◆ EXERCISE DIRECTIONS
Exact repetition of every entry is required.

..........

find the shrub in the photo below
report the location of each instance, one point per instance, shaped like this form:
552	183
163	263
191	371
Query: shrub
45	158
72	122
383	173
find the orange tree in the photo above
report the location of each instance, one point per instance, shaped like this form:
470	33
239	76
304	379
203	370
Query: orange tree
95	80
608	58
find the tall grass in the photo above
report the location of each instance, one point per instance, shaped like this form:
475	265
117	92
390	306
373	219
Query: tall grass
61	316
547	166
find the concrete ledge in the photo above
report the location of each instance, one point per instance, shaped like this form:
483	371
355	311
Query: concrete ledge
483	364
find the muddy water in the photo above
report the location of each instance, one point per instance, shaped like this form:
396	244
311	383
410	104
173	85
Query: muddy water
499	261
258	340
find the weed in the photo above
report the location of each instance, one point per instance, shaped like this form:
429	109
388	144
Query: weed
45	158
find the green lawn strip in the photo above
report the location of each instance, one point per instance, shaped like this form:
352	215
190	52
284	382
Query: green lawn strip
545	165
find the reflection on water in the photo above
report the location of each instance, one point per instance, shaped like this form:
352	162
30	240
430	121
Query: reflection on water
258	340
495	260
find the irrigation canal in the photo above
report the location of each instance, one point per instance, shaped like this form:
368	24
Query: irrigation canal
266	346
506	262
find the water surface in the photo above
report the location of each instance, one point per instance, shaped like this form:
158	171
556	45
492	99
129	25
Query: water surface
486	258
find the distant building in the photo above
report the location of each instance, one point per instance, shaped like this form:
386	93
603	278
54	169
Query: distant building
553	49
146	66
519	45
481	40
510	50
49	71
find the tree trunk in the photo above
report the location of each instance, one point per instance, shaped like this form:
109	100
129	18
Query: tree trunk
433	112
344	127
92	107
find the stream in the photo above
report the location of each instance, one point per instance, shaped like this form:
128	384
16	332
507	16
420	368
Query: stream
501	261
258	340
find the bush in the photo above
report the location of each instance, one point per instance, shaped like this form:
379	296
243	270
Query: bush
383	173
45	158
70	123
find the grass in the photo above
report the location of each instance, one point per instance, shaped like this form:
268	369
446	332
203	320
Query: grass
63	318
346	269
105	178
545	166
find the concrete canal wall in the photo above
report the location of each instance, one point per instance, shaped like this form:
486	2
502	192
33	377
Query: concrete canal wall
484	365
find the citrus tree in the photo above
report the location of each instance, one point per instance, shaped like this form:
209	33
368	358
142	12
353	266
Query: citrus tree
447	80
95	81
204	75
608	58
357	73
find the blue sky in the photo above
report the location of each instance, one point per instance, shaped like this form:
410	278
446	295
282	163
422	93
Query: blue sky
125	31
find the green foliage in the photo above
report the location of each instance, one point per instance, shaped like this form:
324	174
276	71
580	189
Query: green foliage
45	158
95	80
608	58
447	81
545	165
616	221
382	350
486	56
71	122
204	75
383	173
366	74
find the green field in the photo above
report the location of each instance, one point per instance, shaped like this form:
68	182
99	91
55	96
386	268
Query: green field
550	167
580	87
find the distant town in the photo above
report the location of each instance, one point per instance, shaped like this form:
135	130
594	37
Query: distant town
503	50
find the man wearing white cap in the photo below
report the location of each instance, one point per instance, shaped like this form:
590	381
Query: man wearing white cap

..........

◆ PROBLEM SOLUTION
find the shrub in the photo below
report the location of each instance, one point per instance, shaped like this form:
552	183
163	263
191	371
Query: shrub
45	158
72	122
383	173
find the orange tree in the photo above
report the location of each instance, one point per instance, shaped like this form:
470	33
239	76
304	379
203	370
Query: orange tree
95	80
608	58
find the tall grass in the photo above
report the location of each instance, one point per instance, shaped like this form:
475	265
117	92
390	306
373	219
Query: tall grass
61	316
547	166
find the concrete ledge in the photo above
report the location of each instance, one point per instance, shaped like this form:
483	371
355	311
Query: concrete ledge
483	364
find the muddy water in the photo above
report the location of each instance, one point per instance, shaped like this form:
396	244
311	383
410	104
173	85
Query: muddy water
499	261
258	340
find the weed in the photo above
report the location of each instance, one point per instance, shaped like this form:
429	109
388	144
Query: weed
45	158
find the green lawn strip in the photo above
report the location of each instance, one point per instance, shaped like this form:
352	215
190	52
284	382
Query: green lawn strip
545	165
find the reflection on water in the photo above
report the location of each instance, one point per instance, shaped like this form:
352	162
30	240
430	121
Query: reflection on water
258	340
495	260
find the irrigation canal in the photo above
report the location of each instance, one point per instance, shaped like this form:
368	24
Query: irrigation canal
266	346
506	262
find the water surface in the photo above
report the location of each instance, one point per instance, shaped like this form:
158	171
556	45
492	99
129	25
Query: water surface
486	258
find the distant building in the photo above
report the location of each instance, one point per instance, shaped like this form:
386	93
603	278
54	169
Query: distant building
553	49
146	66
519	45
481	40
510	50
49	71
find the tree trunk in the photo above
report the location of each instance, one point per instance, shaped like this form:
109	100
129	18
Query: tree trunk
433	112
344	127
92	107
find the stream in the photo above
report the location of each instance, one point per instance, shaped like this form:
128	384
16	332
507	16
420	368
Query: stream
501	261
258	340
find the bush in the photo above
report the location of each instance, one point per instance, shaped like this form:
379	296
243	270
Query: bush
383	173
45	158
70	123
find the grass in the photo above
report the location of each instance, one point per instance, shaped like this form:
268	369
446	332
203	320
Query: grass
63	318
346	269
105	178
545	166
find the concrete canal wall in the photo above
report the location of each instance, one point per instance, shaped like this form:
486	2
502	192
33	377
Query: concrete canal wall
484	365
find the citrus tree in the photo above
report the location of each instance, one point per instance, shaped like this form:
209	33
368	358
142	12
353	266
Query: citrus tree
447	80
95	81
204	75
608	58
357	73
find the blue sky in the photo above
report the location of each instance, one point per instance, shaped like this form:
410	278
446	295
282	163
422	93
Query: blue sky
125	31
find the green foliage in the photo above
report the location of each instance, one point per instance, shaped like this form:
324	174
276	71
580	189
Query: green foliage
45	158
95	80
608	58
447	81
545	165
616	221
382	350
486	56
71	122
204	75
383	173
366	74
find the green field in the photo above
report the location of each instance, one point per instance, shaped like this form:
68	182
99	91
55	96
386	268
Query: green field
550	167
580	87
find the distant town in the photo above
report the location of each instance, one point per instance, shaped like this form:
135	130
594	37
Query: distant town
503	50
find the man wearing white cap in the photo below
report the location of each instance, one point per instance, shaped like this form:
590	381
Query: man wearing white cap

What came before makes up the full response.